**What this task involves**
From the line with "Point out the purple jacket" down to the final line of the material below, quote every line exactly and leave out all lines before it.
........
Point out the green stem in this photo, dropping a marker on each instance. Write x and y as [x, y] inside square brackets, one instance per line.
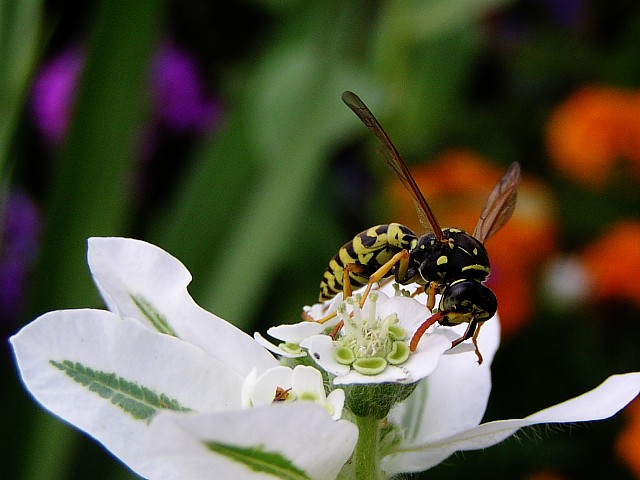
[367, 453]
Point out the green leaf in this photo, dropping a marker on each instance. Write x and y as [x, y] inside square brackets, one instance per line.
[159, 322]
[91, 190]
[19, 40]
[259, 460]
[140, 402]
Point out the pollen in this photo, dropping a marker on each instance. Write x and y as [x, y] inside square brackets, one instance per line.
[369, 342]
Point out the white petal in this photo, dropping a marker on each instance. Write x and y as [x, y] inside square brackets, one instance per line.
[600, 403]
[126, 270]
[104, 342]
[296, 332]
[336, 400]
[302, 433]
[247, 388]
[452, 399]
[308, 379]
[265, 387]
[411, 313]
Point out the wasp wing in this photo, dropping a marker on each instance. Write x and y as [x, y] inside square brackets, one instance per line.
[395, 162]
[500, 205]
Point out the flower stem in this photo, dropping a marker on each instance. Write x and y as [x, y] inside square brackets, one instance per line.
[367, 453]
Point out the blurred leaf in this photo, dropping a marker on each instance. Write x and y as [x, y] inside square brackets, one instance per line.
[240, 207]
[92, 184]
[20, 22]
[92, 187]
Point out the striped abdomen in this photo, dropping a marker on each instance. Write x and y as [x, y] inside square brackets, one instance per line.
[370, 249]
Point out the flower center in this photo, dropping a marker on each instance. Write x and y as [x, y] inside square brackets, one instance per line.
[369, 342]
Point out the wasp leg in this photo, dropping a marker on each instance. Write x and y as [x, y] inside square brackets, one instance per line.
[475, 344]
[401, 258]
[472, 332]
[413, 345]
[434, 287]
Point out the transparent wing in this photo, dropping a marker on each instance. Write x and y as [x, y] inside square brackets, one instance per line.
[395, 162]
[500, 205]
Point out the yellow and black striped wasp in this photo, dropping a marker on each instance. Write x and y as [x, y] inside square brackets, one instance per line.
[445, 261]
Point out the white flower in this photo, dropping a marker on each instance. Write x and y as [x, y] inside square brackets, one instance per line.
[443, 415]
[112, 373]
[284, 384]
[176, 392]
[372, 346]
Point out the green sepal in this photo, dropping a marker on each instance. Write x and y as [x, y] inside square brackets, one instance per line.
[399, 353]
[344, 355]
[375, 399]
[370, 365]
[396, 332]
[259, 460]
[290, 348]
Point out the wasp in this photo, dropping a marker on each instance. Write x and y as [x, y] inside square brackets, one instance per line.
[445, 261]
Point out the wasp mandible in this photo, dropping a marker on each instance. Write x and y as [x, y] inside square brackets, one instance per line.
[445, 261]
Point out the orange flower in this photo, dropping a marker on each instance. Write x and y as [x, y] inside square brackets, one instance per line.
[545, 475]
[613, 263]
[628, 444]
[593, 129]
[457, 186]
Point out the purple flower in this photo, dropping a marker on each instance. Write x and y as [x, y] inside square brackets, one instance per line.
[179, 96]
[53, 94]
[20, 229]
[179, 99]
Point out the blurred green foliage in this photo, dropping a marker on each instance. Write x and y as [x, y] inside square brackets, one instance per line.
[256, 209]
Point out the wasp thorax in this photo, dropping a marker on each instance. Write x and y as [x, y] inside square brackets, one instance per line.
[464, 300]
[462, 256]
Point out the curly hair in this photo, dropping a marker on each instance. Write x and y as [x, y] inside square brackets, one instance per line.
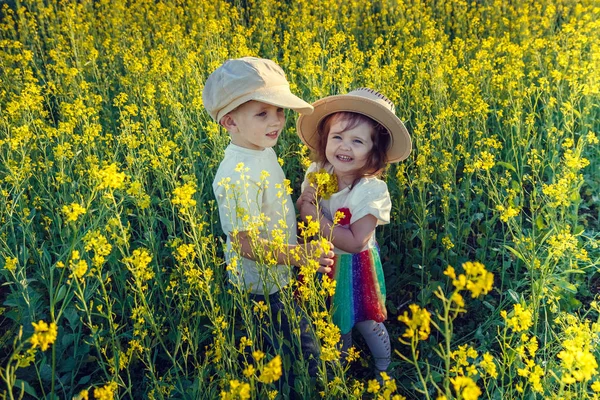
[377, 159]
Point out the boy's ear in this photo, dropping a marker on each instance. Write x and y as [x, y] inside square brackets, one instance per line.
[228, 122]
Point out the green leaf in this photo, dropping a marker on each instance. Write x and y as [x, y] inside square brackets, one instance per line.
[22, 385]
[506, 165]
[514, 295]
[515, 252]
[62, 291]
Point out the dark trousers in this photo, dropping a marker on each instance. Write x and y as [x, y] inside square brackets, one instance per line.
[282, 325]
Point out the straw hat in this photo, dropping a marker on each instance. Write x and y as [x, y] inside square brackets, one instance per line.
[362, 101]
[240, 80]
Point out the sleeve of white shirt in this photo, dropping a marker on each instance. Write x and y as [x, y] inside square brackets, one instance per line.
[311, 168]
[371, 197]
[239, 202]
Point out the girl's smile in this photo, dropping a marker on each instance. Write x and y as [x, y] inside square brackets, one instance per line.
[348, 150]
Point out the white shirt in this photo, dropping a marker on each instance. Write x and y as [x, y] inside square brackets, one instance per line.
[254, 197]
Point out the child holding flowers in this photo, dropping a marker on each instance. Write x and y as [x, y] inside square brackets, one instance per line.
[353, 137]
[247, 96]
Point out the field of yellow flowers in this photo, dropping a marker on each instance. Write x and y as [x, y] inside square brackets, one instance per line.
[111, 254]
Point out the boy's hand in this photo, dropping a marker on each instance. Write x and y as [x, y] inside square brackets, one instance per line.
[308, 197]
[307, 204]
[324, 250]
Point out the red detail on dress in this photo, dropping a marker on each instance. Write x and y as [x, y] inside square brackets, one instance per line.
[347, 216]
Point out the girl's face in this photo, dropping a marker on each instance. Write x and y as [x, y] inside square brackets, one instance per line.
[348, 150]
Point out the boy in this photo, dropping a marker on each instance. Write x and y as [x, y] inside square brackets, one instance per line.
[247, 96]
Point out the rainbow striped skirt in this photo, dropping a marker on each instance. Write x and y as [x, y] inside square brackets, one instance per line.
[360, 289]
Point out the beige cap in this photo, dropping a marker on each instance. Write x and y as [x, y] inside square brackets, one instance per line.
[240, 80]
[363, 101]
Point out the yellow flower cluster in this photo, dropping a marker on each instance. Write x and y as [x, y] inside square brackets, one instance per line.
[324, 183]
[521, 318]
[465, 388]
[564, 244]
[10, 264]
[44, 334]
[109, 177]
[106, 392]
[578, 362]
[272, 371]
[476, 278]
[73, 211]
[507, 213]
[138, 265]
[78, 266]
[418, 326]
[237, 391]
[96, 241]
[183, 196]
[329, 334]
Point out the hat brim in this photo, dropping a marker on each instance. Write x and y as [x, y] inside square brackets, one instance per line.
[278, 96]
[307, 125]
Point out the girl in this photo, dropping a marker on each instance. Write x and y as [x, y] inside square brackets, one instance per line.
[354, 137]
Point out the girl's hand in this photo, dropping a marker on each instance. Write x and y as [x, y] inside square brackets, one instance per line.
[308, 196]
[324, 251]
[308, 209]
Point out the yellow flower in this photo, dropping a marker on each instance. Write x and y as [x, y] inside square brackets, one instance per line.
[79, 268]
[272, 371]
[488, 365]
[106, 392]
[419, 325]
[10, 263]
[183, 196]
[466, 388]
[249, 371]
[110, 178]
[373, 386]
[447, 242]
[73, 211]
[258, 355]
[325, 183]
[138, 265]
[237, 390]
[83, 395]
[521, 319]
[44, 335]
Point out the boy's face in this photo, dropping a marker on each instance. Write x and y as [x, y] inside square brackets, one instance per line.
[255, 125]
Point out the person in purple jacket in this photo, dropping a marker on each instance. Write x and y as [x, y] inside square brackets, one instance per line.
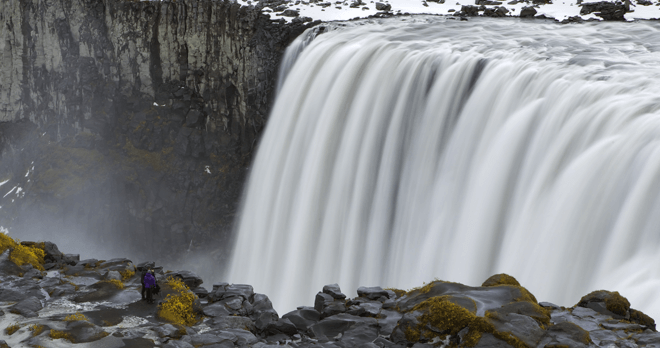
[150, 284]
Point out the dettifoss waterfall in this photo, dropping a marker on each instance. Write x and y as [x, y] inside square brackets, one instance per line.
[410, 149]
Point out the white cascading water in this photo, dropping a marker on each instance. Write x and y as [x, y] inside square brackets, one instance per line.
[419, 148]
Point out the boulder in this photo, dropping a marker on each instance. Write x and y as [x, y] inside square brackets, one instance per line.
[191, 279]
[608, 11]
[112, 275]
[303, 318]
[169, 330]
[607, 302]
[334, 291]
[27, 307]
[380, 6]
[373, 293]
[71, 259]
[223, 291]
[83, 331]
[282, 326]
[527, 12]
[7, 267]
[145, 266]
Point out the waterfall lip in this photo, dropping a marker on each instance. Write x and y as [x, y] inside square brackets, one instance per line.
[396, 153]
[559, 10]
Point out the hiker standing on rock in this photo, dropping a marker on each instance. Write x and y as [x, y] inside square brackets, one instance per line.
[150, 284]
[144, 273]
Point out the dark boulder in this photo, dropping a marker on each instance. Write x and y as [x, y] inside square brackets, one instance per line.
[528, 12]
[334, 291]
[608, 11]
[303, 318]
[27, 307]
[607, 302]
[191, 279]
[380, 6]
[373, 293]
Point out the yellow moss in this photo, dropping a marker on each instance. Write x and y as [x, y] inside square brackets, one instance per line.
[114, 282]
[9, 330]
[75, 317]
[441, 317]
[54, 334]
[126, 274]
[398, 292]
[178, 308]
[36, 329]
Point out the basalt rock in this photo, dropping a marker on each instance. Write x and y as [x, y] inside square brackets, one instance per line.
[500, 313]
[151, 108]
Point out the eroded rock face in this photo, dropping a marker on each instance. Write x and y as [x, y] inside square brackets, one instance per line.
[135, 120]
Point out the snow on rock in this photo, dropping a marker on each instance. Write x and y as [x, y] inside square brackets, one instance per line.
[324, 10]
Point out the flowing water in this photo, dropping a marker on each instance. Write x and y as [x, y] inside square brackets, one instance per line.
[410, 149]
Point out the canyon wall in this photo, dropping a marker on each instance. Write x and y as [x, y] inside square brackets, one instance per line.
[131, 125]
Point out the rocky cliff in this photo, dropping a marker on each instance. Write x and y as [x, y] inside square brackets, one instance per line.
[132, 122]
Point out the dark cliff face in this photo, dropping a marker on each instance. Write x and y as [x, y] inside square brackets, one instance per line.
[131, 124]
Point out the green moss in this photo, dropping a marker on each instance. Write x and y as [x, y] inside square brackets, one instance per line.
[617, 304]
[501, 279]
[64, 171]
[159, 161]
[641, 319]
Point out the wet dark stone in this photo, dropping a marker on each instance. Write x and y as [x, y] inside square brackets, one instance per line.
[27, 307]
[334, 291]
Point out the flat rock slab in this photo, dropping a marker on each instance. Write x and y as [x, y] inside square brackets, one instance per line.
[103, 291]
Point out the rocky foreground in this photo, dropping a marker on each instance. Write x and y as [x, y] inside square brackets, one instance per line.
[59, 299]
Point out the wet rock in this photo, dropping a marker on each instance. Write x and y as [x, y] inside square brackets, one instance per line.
[264, 319]
[520, 326]
[232, 322]
[303, 318]
[83, 331]
[112, 275]
[145, 266]
[487, 340]
[178, 344]
[527, 12]
[568, 334]
[169, 330]
[469, 10]
[609, 11]
[380, 6]
[373, 293]
[331, 327]
[227, 291]
[334, 291]
[608, 303]
[101, 291]
[642, 319]
[27, 307]
[290, 13]
[71, 259]
[282, 326]
[191, 279]
[200, 292]
[7, 267]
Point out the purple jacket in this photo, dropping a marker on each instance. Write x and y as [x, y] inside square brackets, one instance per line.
[149, 281]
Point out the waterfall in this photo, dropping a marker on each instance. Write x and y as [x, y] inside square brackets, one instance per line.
[405, 150]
........
**The reply**
Point out the purple jacket in this photo, dropping a marker on each instance. Write x and y as [x, y] inside square brackets, one instance per line.
[149, 281]
Point out the waterfall in this photo, dropping a marker on each instance. Write x and y as [x, y] inside square brackets, one instance per line.
[405, 150]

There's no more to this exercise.